Provided data:
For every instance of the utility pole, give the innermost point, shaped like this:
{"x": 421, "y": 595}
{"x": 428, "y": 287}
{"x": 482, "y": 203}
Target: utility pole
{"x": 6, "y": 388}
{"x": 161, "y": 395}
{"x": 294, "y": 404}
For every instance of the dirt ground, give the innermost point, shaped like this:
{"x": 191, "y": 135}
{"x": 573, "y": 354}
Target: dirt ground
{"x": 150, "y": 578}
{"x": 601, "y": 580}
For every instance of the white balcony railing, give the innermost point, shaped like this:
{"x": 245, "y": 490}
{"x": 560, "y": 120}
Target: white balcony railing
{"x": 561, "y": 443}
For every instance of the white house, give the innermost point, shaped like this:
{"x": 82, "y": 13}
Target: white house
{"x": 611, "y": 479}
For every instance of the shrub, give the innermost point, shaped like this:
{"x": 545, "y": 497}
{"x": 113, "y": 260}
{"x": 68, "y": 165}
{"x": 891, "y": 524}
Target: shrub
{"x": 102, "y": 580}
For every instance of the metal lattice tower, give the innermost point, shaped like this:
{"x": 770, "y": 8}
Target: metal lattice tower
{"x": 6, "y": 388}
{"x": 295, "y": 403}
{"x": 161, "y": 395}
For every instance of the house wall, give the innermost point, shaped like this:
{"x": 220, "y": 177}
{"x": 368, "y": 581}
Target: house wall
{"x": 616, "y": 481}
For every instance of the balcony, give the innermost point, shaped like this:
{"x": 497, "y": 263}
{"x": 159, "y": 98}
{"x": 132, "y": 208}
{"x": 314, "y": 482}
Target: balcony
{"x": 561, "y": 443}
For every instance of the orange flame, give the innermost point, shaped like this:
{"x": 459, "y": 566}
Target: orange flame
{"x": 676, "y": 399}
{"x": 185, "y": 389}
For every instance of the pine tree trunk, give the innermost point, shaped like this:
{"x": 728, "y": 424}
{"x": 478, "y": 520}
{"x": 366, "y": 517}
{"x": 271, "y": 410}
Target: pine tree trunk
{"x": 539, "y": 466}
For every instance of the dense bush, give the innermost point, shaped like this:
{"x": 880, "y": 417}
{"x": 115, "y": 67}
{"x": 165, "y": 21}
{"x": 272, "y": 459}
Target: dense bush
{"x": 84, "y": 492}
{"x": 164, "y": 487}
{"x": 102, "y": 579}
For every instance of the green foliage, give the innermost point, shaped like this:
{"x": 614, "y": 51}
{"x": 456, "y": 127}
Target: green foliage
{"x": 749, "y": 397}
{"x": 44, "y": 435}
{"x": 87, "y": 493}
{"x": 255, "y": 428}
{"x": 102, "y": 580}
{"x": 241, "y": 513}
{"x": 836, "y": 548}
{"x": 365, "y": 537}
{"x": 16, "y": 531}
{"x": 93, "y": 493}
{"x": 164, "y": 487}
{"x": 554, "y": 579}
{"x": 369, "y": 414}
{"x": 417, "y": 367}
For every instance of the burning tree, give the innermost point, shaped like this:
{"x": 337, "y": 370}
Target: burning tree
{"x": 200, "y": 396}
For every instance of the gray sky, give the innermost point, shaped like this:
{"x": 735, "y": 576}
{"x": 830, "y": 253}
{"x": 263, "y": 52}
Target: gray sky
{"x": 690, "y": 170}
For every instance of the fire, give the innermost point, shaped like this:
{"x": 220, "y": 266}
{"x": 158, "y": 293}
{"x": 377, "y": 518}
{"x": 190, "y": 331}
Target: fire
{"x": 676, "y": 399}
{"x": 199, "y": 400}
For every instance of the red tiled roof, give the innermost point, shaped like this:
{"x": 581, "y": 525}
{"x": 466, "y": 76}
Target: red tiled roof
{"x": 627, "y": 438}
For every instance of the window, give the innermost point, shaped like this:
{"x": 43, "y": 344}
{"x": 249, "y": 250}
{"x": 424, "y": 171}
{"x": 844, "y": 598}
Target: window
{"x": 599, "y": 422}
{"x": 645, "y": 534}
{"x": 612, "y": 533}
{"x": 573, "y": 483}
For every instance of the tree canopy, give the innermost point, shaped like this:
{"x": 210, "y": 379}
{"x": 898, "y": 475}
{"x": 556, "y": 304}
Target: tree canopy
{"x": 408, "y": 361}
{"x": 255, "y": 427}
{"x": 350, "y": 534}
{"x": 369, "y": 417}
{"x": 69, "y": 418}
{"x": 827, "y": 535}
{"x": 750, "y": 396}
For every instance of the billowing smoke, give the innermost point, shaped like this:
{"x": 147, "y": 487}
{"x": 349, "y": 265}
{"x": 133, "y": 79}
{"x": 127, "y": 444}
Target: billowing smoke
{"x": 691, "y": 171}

Exercise aim:
Restate each entry word for word.

Completed task:
For every instance of the utility pole, give the innermost point, shaped like this:
{"x": 421, "y": 595}
{"x": 428, "y": 287}
{"x": 482, "y": 203}
Target: utility pole
{"x": 6, "y": 388}
{"x": 161, "y": 395}
{"x": 294, "y": 404}
For every instance of the dirt ground, give the innermost point, shaped like this:
{"x": 191, "y": 135}
{"x": 573, "y": 354}
Target: dirt ground
{"x": 150, "y": 578}
{"x": 601, "y": 580}
For every instance of the white balcony railing, give the innermost point, shaped like this:
{"x": 245, "y": 490}
{"x": 560, "y": 120}
Target: white balcony railing
{"x": 561, "y": 443}
For every instance of the white house, give the innermost point, shaped like this:
{"x": 82, "y": 13}
Target: white house
{"x": 611, "y": 479}
For every instance of the shrub, give the innermost point, shaped like this:
{"x": 545, "y": 497}
{"x": 113, "y": 260}
{"x": 68, "y": 165}
{"x": 891, "y": 524}
Target: shrub
{"x": 102, "y": 580}
For every instance of the metal lattice tower, give the innermost point, shaped like this:
{"x": 770, "y": 8}
Target: metal lattice tower
{"x": 6, "y": 388}
{"x": 295, "y": 403}
{"x": 161, "y": 395}
For every instance of the house wall, give the innermost point, shaped like this:
{"x": 220, "y": 177}
{"x": 368, "y": 581}
Target: house wall
{"x": 616, "y": 481}
For every instance of the balcony, give the innermost point, shaped like this:
{"x": 497, "y": 263}
{"x": 159, "y": 98}
{"x": 132, "y": 208}
{"x": 314, "y": 482}
Target: balcony
{"x": 561, "y": 443}
For every instance of the orange flame, give the innermost point, shaped like this:
{"x": 459, "y": 566}
Target: orange flame
{"x": 676, "y": 399}
{"x": 185, "y": 389}
For every instance of the pine tree trunk, give the innermost point, shaped like this:
{"x": 728, "y": 424}
{"x": 478, "y": 520}
{"x": 366, "y": 517}
{"x": 271, "y": 410}
Target: pine tree trunk
{"x": 539, "y": 466}
For every instance of the dense bush, give the innermost point, shaped like this:
{"x": 880, "y": 417}
{"x": 115, "y": 67}
{"x": 165, "y": 21}
{"x": 272, "y": 459}
Target: dense bush
{"x": 84, "y": 492}
{"x": 164, "y": 487}
{"x": 102, "y": 579}
For every instance of the green foliage, give the innermost point, shaped like this:
{"x": 614, "y": 51}
{"x": 456, "y": 127}
Target: green foliage
{"x": 749, "y": 397}
{"x": 44, "y": 435}
{"x": 87, "y": 493}
{"x": 255, "y": 428}
{"x": 102, "y": 580}
{"x": 241, "y": 513}
{"x": 836, "y": 548}
{"x": 365, "y": 537}
{"x": 16, "y": 531}
{"x": 93, "y": 493}
{"x": 164, "y": 487}
{"x": 554, "y": 579}
{"x": 369, "y": 414}
{"x": 417, "y": 367}
For every instance of the burning tree, give the innermost point, shaped like this:
{"x": 337, "y": 370}
Target: burning tree
{"x": 200, "y": 396}
For every instance of the gray sky, give the innermost point, shaped like this:
{"x": 735, "y": 576}
{"x": 830, "y": 253}
{"x": 263, "y": 52}
Target: gray sky
{"x": 690, "y": 170}
For every instance of the fire, give the innermost point, shaped like this:
{"x": 220, "y": 266}
{"x": 158, "y": 293}
{"x": 377, "y": 518}
{"x": 190, "y": 331}
Target: fire
{"x": 676, "y": 399}
{"x": 199, "y": 400}
For every instance of the red tiled roof, give the innermost point, shaped like this:
{"x": 581, "y": 525}
{"x": 466, "y": 76}
Target: red tiled roof
{"x": 627, "y": 438}
For every instance of the window, give the innermost point, shaped like this:
{"x": 43, "y": 344}
{"x": 249, "y": 250}
{"x": 424, "y": 171}
{"x": 844, "y": 598}
Target: window
{"x": 599, "y": 422}
{"x": 645, "y": 534}
{"x": 612, "y": 533}
{"x": 573, "y": 483}
For every instance of the tree canopy, give the innermost point, shaped like this:
{"x": 210, "y": 379}
{"x": 898, "y": 475}
{"x": 556, "y": 304}
Target: tree canopy
{"x": 408, "y": 361}
{"x": 255, "y": 427}
{"x": 350, "y": 534}
{"x": 369, "y": 417}
{"x": 69, "y": 418}
{"x": 827, "y": 535}
{"x": 750, "y": 396}
For every instance of the billowing smoke, give the innermost point, shaped like this:
{"x": 147, "y": 487}
{"x": 349, "y": 265}
{"x": 133, "y": 79}
{"x": 127, "y": 444}
Target: billowing smoke
{"x": 691, "y": 171}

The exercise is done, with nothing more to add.